Pictures in the listing should not be copied. Reproduce, word for word, each line from the one holding "Target: blonde ponytail" through the final line.

[start INPUT DATA]

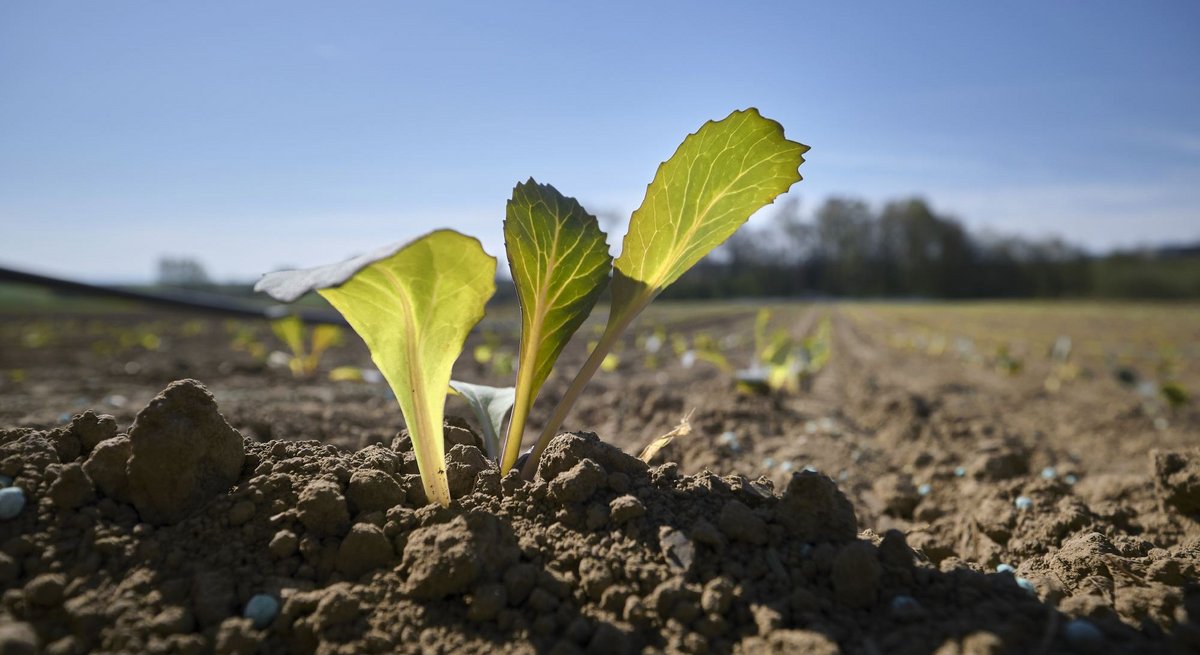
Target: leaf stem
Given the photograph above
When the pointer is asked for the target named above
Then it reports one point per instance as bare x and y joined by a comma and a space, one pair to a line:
617, 324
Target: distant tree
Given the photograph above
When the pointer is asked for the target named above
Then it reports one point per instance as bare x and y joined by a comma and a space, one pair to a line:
183, 271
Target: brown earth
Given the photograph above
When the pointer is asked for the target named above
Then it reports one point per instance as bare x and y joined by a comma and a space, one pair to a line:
939, 473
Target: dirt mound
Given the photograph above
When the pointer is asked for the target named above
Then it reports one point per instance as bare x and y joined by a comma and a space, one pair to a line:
310, 548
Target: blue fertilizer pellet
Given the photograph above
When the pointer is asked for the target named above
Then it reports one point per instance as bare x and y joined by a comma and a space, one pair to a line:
12, 500
262, 610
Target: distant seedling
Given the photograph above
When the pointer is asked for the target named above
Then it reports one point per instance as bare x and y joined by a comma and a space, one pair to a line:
305, 360
414, 304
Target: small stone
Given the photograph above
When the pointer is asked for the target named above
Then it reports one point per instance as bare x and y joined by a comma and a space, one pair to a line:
625, 508
107, 467
46, 590
12, 500
262, 610
283, 544
184, 452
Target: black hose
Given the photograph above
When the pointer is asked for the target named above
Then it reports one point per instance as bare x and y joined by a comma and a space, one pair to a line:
196, 301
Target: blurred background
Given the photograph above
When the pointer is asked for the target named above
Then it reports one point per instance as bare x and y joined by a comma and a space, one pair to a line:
988, 275
1030, 149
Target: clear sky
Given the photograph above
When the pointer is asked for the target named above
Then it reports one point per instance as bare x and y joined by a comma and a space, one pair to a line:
255, 134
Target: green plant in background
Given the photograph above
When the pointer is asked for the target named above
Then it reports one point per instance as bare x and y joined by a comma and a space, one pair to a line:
1175, 395
304, 362
413, 304
246, 340
490, 406
484, 352
781, 364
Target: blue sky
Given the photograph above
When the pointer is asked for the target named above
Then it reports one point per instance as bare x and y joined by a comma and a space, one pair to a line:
253, 134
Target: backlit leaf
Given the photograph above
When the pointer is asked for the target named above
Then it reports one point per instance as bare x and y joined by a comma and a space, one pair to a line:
413, 305
717, 179
490, 406
561, 263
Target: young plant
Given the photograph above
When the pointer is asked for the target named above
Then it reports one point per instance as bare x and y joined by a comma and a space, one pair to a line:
718, 178
304, 361
490, 406
413, 304
559, 262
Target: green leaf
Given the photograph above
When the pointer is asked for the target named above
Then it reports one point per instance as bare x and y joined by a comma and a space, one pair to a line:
289, 330
413, 305
717, 179
490, 404
561, 263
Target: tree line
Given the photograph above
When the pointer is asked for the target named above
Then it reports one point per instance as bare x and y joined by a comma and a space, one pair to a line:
906, 250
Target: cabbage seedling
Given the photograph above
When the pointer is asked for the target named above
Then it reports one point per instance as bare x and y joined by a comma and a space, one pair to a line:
561, 263
304, 361
490, 406
413, 304
718, 178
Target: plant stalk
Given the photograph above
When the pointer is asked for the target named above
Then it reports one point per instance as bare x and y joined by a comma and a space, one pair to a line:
612, 332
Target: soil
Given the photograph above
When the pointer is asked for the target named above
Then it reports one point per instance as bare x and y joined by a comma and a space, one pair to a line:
901, 504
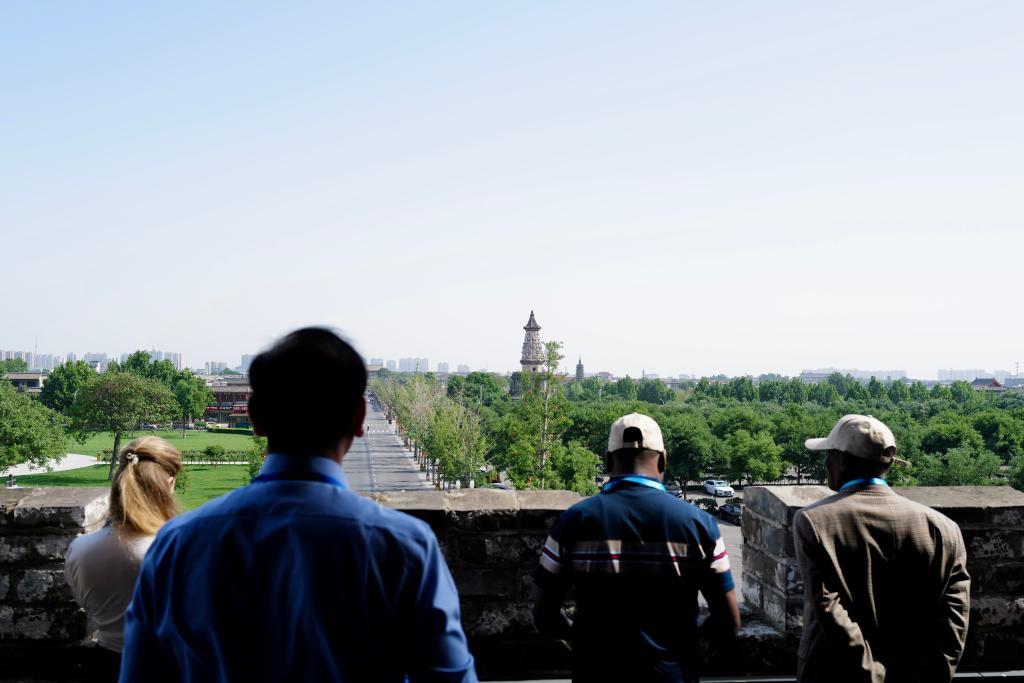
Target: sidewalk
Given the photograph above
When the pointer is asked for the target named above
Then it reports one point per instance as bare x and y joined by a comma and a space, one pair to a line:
71, 461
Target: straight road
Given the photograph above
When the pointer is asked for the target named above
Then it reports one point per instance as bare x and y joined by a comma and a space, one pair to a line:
377, 462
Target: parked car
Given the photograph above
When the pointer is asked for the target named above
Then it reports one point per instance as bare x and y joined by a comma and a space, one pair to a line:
731, 512
719, 487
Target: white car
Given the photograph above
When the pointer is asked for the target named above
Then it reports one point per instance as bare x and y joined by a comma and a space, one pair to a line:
719, 487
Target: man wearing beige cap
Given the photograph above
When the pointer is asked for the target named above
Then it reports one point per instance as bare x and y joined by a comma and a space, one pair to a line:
886, 589
637, 557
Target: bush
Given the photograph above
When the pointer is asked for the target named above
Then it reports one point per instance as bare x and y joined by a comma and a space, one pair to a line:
181, 480
229, 430
709, 505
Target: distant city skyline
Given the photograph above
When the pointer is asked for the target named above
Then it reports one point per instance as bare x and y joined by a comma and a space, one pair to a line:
698, 187
413, 364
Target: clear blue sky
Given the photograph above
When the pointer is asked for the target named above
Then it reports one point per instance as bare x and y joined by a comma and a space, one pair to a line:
680, 186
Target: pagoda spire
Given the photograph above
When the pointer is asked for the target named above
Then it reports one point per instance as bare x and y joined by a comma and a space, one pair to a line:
532, 349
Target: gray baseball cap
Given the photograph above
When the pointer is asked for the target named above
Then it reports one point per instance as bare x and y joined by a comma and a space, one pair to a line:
650, 433
859, 435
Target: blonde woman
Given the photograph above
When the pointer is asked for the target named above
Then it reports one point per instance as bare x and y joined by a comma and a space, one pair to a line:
102, 566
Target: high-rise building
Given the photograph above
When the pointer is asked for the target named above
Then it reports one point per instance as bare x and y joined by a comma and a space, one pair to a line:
532, 349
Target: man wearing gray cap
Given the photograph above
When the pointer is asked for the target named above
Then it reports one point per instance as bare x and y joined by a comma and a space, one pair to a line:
886, 589
637, 557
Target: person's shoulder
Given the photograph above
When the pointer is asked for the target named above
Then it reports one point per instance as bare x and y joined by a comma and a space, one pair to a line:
88, 545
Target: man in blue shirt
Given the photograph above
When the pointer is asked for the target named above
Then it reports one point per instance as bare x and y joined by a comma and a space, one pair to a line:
295, 578
637, 557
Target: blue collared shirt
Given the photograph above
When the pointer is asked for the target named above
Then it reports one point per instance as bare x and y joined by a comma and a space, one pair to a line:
295, 580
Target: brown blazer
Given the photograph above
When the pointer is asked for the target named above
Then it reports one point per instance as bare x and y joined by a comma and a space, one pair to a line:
886, 589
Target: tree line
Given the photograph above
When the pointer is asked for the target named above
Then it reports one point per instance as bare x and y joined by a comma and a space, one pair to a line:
552, 436
76, 400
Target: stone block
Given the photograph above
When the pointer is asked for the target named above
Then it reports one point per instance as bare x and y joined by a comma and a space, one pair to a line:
778, 572
993, 544
778, 504
752, 590
42, 586
472, 549
507, 620
42, 623
988, 577
29, 549
969, 505
762, 532
988, 611
485, 583
73, 508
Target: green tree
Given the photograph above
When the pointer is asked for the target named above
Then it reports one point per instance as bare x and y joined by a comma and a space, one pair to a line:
13, 366
741, 388
193, 395
455, 437
1001, 432
30, 432
962, 466
876, 389
949, 431
625, 388
64, 384
898, 392
962, 392
690, 444
754, 457
118, 402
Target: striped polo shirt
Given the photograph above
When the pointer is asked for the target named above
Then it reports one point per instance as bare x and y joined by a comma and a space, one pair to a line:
637, 557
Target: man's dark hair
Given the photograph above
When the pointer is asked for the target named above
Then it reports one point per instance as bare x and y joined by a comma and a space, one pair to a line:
305, 391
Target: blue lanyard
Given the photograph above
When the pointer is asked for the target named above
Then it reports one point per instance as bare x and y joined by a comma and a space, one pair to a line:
298, 476
875, 480
643, 481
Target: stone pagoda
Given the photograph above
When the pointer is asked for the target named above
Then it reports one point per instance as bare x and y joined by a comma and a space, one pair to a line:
532, 349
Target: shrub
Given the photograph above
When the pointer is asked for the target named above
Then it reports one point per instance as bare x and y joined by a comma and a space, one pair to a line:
228, 430
181, 480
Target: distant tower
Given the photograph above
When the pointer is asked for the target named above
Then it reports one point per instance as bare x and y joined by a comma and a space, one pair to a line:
532, 349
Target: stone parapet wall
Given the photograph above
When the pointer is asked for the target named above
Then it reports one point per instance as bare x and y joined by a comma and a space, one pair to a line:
492, 541
992, 522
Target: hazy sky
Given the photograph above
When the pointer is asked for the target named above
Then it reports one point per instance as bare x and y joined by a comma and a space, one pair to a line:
677, 186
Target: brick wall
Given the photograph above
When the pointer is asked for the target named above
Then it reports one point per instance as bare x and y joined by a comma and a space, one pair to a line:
991, 519
492, 540
40, 624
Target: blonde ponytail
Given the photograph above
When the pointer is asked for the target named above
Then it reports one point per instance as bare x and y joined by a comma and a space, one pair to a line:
141, 500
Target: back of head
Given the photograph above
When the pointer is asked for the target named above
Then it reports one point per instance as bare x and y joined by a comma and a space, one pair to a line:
306, 390
141, 498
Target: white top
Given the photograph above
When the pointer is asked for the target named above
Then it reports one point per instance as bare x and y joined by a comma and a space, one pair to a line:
101, 569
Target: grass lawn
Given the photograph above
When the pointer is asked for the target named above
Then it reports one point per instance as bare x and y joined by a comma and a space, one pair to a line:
195, 440
205, 481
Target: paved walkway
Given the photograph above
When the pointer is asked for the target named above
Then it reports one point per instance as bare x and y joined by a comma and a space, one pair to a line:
378, 462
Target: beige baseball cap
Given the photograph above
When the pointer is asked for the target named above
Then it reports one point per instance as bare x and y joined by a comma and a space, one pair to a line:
859, 435
649, 432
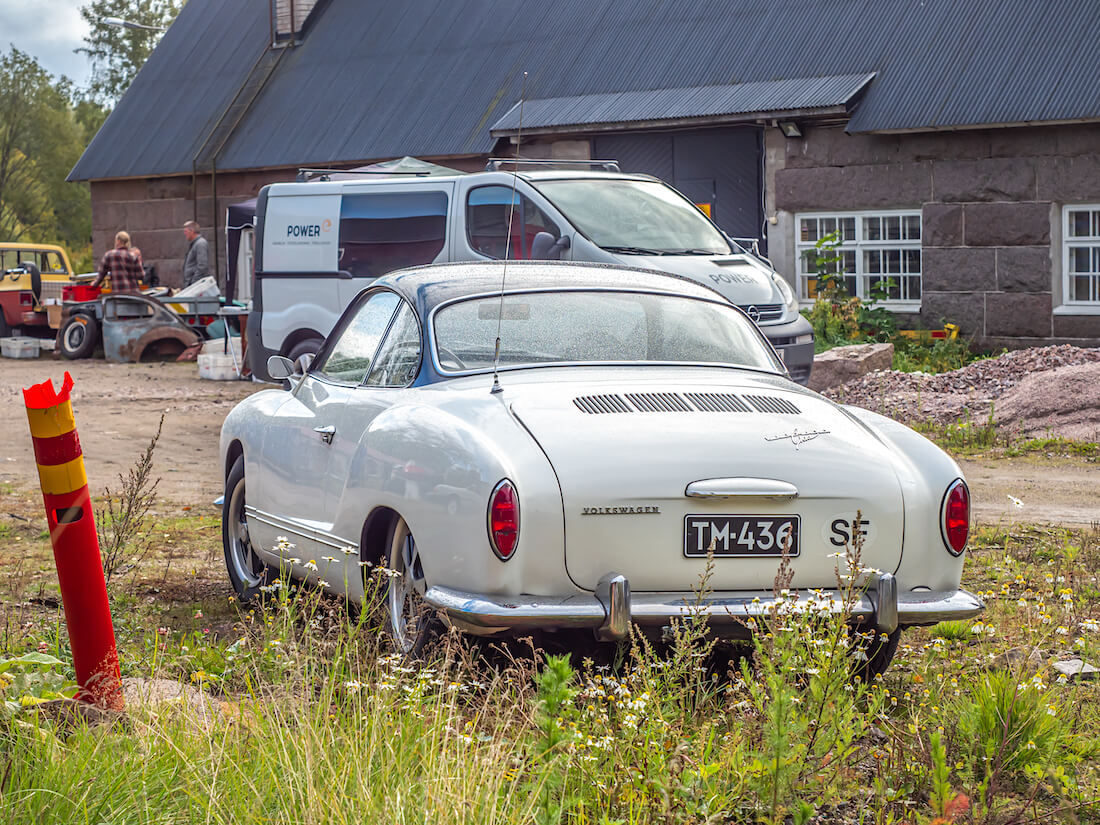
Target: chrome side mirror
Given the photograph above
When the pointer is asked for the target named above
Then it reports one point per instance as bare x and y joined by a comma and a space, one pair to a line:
281, 367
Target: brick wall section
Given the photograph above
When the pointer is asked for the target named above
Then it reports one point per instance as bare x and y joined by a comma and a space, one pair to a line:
154, 210
991, 215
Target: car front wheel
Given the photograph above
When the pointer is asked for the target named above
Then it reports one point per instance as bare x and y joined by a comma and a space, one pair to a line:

[end INPUT DATA]

__CORRECT RESULT__:
Target: blonde ponytail
Given the photograph above
When the pointer is asked for the target named above
Then it reports one point per instance as bare x and y joined by a comma and a space, one pair to a line:
141, 500
Target: back of head
Given the photograph above
When the pointer is asked for the target named above
Then it reports one point per instance as bare x and y joined by a comma and a space, one pair to a line:
306, 390
141, 498
Target: white top
Given the photograph above
When the pointer is asked for the target named above
Then it reports one point per instance as bare x and y joined by a comma and a space, one pair to a line:
101, 569
Target: grass lawn
Given the photograph above
When the pointer is asked for the target named above
Then it reports one point per instance as bare x and y joined by a comma and a space, one pair to a line:
195, 440
205, 481
Target: paved walkway
Given the photograph above
When the pointer is asked for the target named above
Then it reports one point per instance as bare x and y joined by a comma and a space, one pair to a line:
378, 462
Target: beige baseball cap
Given the photograph above
When the pointer is asked for the target named above
Then it reports one point per instance as bare x and y joined by a comma and a space, one pair to a line:
859, 435
649, 432
Target: chrome side mirror
Given the photograph above
When the pointer is asked for the target named above
Then it reports one point per instance as bare x and y joined by a comma and a space, one pair to a line:
281, 367
Target: brick wall section
Given the photograph above
When the pointer is asked for the target named above
Then it reports one point per instance as bare x and y joined by a comma and a space, one pair to a line:
154, 210
991, 215
Target: car front wheel
Given the photograph above
When the pointer is asked for the target named above
Then it reports one point per instance as bare x and y joined by a comma and a space, one pair to a line:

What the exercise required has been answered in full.